• STATED TASK
Repeat the whole of the data, keeping every detail the same.

◇ ◇ ◇

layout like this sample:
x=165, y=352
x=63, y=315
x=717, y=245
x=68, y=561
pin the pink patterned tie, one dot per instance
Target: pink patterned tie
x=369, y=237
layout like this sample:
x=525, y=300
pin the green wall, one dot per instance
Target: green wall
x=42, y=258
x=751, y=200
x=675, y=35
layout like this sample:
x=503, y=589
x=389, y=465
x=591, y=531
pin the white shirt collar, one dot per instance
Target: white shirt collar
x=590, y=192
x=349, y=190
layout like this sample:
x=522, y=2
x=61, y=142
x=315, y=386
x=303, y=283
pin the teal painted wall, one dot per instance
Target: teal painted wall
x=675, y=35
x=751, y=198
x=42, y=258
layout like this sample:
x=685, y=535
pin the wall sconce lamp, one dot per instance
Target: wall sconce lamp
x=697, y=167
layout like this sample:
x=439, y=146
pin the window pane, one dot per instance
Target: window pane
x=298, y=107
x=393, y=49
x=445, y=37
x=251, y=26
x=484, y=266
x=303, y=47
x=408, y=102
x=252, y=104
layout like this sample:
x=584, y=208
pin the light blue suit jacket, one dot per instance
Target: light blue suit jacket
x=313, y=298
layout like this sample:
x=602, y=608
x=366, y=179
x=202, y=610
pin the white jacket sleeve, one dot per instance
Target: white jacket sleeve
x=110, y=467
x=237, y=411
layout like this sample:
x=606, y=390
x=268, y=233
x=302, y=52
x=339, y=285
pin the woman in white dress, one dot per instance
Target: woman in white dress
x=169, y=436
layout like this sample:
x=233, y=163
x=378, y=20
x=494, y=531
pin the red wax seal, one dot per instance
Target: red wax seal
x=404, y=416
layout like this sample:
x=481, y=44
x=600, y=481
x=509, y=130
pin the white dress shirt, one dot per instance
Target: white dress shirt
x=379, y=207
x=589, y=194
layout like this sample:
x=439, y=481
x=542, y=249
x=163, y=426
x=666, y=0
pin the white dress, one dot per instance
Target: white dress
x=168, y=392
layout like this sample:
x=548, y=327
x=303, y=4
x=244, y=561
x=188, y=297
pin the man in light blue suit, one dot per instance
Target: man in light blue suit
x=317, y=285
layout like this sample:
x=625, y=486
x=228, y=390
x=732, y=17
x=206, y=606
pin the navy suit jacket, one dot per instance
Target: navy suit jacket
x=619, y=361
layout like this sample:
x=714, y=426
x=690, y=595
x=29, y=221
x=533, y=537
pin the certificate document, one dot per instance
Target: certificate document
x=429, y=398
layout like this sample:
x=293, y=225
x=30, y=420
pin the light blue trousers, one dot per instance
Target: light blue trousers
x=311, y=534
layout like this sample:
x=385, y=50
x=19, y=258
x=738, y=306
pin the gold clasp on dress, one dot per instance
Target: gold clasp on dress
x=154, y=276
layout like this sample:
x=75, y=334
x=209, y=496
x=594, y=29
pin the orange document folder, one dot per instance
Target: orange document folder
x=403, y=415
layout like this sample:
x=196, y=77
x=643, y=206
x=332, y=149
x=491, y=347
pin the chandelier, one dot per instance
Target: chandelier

◇ ◇ ◇

• FULL RESPONSE
layout like this sample:
x=165, y=352
x=63, y=315
x=717, y=245
x=68, y=561
pin the pink patterned tie, one dot per instance
Target: pink patterned tie
x=369, y=237
layout like this sample:
x=525, y=300
pin the green wall, one dot per instance
Target: green wall
x=42, y=258
x=751, y=200
x=675, y=35
layout like this sample:
x=503, y=589
x=389, y=465
x=591, y=531
pin the white shirt collar, one dot per instance
Target: white shirt collar
x=590, y=192
x=349, y=190
layout like this sample:
x=522, y=2
x=61, y=142
x=315, y=386
x=303, y=283
pin the teal painted wall, one dot per instance
Target: teal painted wall
x=675, y=35
x=751, y=198
x=42, y=258
layout like this sample:
x=685, y=535
pin the wall sconce lamp, one dot per instance
Target: wall sconce lamp
x=697, y=167
layout like this sample:
x=439, y=146
pin the window pane, one dot per instance
Target: window pane
x=298, y=107
x=393, y=49
x=445, y=37
x=251, y=26
x=484, y=266
x=303, y=47
x=408, y=102
x=252, y=104
layout like this sample:
x=584, y=208
pin the light blue suit jacket, one dot per instance
Target: light blue suit jacket
x=313, y=298
layout like this sample:
x=602, y=608
x=366, y=179
x=202, y=610
pin the white jacket sleeve, one dot per instance
Target: white jacket sleeve
x=110, y=467
x=237, y=411
layout like this sample:
x=606, y=390
x=268, y=233
x=302, y=52
x=339, y=285
pin the woman in white dress, one dot per instance
Target: woman in white dress
x=169, y=436
layout like this sample:
x=233, y=163
x=378, y=20
x=494, y=531
pin the red wax seal, one dot per instance
Target: red wax seal
x=404, y=416
layout like this sample:
x=481, y=44
x=600, y=481
x=509, y=130
pin the white dress shirt, one dot per instance
Target: white dress shirt
x=379, y=207
x=589, y=194
layout like this sample:
x=439, y=481
x=542, y=249
x=163, y=426
x=666, y=0
pin the white dress, one dot per instance
Target: white dress
x=168, y=392
layout like this sample:
x=548, y=327
x=303, y=4
x=244, y=561
x=188, y=297
pin the man in light blue suit, one dot per instance
Target: man in light blue suit
x=317, y=285
layout like this sample:
x=625, y=486
x=228, y=390
x=732, y=17
x=206, y=606
pin the navy suit jacket, one dot per instance
Target: navy suit jacket
x=619, y=361
layout like this sample:
x=714, y=426
x=690, y=595
x=29, y=221
x=533, y=537
pin the certificate document, one dot per instance
Target: certificate document
x=429, y=398
layout like this sample:
x=293, y=225
x=30, y=420
pin the light blue trousers, one dot per instance
Target: light blue trousers
x=311, y=534
layout like this sample:
x=385, y=50
x=19, y=258
x=738, y=306
pin the gold clasp on dress, one dot per instance
Target: gold clasp on dress
x=154, y=276
layout like this sample:
x=75, y=334
x=209, y=496
x=594, y=29
pin the orange document folder, one dot per instance
Target: orange document folder
x=403, y=415
layout like this sample:
x=196, y=77
x=643, y=206
x=332, y=149
x=491, y=347
pin the chandelier, one dot per instance
Target: chandelier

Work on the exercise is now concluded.